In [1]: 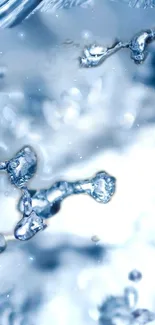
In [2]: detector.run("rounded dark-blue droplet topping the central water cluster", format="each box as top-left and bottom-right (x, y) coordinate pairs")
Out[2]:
(7, 146), (37, 187)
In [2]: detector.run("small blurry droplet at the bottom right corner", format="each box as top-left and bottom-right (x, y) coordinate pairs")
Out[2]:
(132, 308), (155, 325)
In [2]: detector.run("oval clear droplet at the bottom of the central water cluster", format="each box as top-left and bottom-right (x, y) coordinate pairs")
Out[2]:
(14, 211), (46, 241)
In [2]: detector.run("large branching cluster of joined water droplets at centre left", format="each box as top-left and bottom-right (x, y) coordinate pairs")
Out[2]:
(0, 146), (116, 241)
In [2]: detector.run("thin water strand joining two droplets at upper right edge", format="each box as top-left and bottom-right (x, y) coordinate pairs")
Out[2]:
(79, 29), (155, 68)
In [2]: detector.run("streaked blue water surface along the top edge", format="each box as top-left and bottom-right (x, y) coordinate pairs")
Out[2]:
(0, 0), (155, 28)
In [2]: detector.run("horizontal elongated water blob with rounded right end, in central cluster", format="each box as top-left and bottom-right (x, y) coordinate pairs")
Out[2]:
(18, 168), (116, 224)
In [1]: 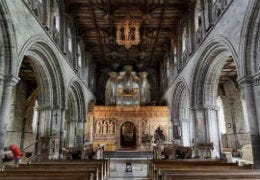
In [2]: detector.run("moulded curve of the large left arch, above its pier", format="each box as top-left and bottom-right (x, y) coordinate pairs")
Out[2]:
(16, 37), (65, 108)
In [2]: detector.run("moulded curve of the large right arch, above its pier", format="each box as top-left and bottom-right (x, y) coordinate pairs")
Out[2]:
(191, 37), (241, 108)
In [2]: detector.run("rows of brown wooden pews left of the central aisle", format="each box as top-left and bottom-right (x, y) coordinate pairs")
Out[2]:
(0, 160), (108, 180)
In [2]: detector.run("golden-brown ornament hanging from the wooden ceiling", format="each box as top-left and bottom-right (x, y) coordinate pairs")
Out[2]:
(116, 15), (140, 49)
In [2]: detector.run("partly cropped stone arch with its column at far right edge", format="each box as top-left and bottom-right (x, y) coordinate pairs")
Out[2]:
(239, 1), (260, 168)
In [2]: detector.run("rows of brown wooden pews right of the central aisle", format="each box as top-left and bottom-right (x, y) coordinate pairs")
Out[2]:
(149, 160), (260, 180)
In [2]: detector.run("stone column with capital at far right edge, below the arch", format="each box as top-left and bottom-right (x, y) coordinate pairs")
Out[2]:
(239, 79), (260, 168)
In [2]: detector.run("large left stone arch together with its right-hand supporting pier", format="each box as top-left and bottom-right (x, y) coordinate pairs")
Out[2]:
(7, 41), (65, 158)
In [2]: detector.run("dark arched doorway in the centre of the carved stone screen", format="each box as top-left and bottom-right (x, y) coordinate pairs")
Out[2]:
(120, 121), (136, 148)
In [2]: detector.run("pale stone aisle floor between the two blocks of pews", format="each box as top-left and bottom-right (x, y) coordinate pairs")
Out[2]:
(109, 158), (149, 180)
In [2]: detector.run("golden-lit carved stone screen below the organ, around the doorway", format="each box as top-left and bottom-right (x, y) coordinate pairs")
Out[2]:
(86, 106), (171, 151)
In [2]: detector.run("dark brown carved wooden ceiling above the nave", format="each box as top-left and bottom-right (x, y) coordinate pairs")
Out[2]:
(67, 0), (188, 65)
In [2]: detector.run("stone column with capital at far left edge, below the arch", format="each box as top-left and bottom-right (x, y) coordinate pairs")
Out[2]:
(0, 76), (19, 166)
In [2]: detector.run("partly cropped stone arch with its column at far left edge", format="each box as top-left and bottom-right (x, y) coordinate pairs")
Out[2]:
(0, 1), (19, 165)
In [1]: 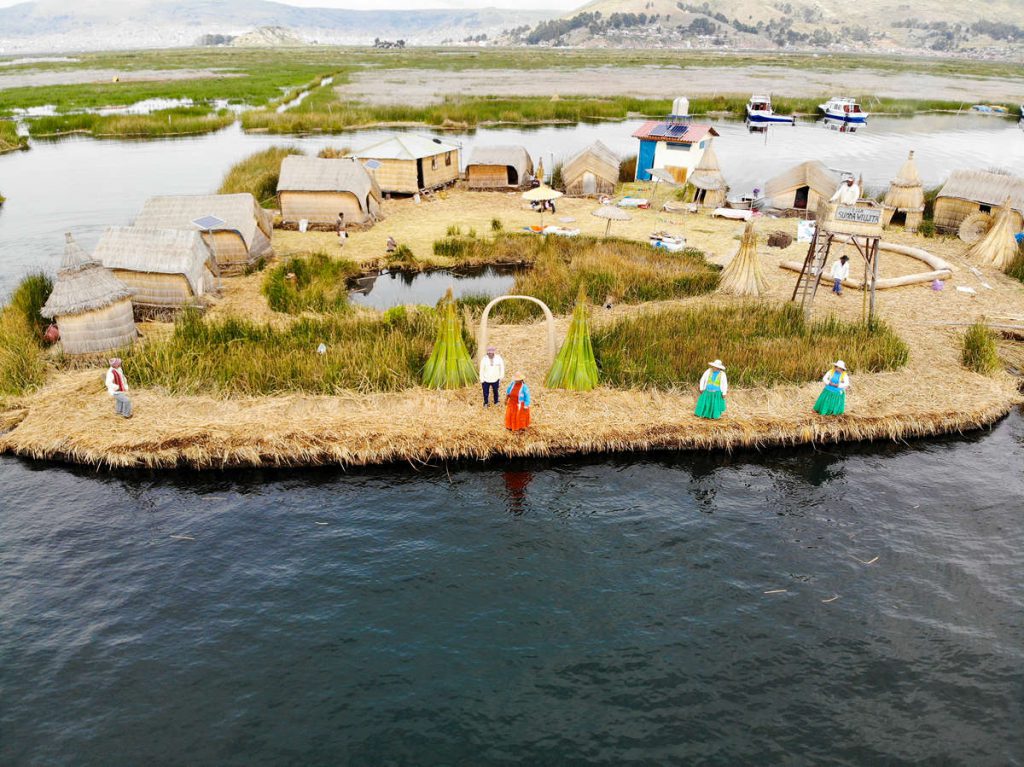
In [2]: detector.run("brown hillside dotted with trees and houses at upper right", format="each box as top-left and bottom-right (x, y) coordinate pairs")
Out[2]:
(508, 0), (1024, 58)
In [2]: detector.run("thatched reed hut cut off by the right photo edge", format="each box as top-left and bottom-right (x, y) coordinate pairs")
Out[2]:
(934, 170), (1024, 232)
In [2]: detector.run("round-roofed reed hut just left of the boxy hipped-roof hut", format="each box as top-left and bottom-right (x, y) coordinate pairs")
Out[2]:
(278, 155), (382, 224)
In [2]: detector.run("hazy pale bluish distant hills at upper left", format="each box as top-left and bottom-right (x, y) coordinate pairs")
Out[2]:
(0, 0), (554, 53)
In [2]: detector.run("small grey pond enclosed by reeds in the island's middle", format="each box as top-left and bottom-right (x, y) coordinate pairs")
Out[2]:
(349, 266), (522, 310)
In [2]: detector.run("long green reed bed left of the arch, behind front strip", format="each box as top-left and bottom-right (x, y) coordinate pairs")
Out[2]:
(125, 303), (472, 396)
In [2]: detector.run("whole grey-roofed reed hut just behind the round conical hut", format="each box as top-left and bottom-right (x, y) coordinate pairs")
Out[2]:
(93, 226), (218, 308)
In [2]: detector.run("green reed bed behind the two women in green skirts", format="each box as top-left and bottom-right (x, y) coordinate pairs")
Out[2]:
(594, 302), (909, 389)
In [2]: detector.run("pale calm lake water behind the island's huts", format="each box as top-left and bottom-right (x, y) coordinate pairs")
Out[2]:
(0, 115), (1024, 294)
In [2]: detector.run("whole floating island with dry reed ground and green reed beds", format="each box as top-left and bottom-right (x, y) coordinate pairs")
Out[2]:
(0, 163), (1024, 469)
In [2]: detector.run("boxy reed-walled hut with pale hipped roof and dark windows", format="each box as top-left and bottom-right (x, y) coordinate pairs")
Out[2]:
(353, 133), (462, 195)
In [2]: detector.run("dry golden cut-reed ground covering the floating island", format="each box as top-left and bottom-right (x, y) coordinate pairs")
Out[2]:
(0, 191), (1024, 468)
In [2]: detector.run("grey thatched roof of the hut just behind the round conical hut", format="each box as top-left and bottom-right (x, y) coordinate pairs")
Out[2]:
(93, 226), (217, 295)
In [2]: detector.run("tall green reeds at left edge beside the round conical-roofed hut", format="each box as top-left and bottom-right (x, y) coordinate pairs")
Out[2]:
(0, 273), (53, 394)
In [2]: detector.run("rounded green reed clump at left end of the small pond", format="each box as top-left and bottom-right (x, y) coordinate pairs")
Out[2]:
(263, 253), (359, 314)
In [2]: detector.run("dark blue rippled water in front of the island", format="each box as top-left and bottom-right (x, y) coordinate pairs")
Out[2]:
(0, 415), (1024, 765)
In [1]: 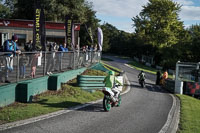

- [What is expected]
Please show every line of the material that contains the string "rows".

- [Task solution]
In [2]: detector.run("rows of brown wooden pews left of the central aisle", format="each box as top-left and bottom-right (x, y) coordinate pairs")
In [2]: detector.run("rows of brown wooden pews right of the central aisle", format="each box as top-left and bottom-right (x, y) coordinate pairs")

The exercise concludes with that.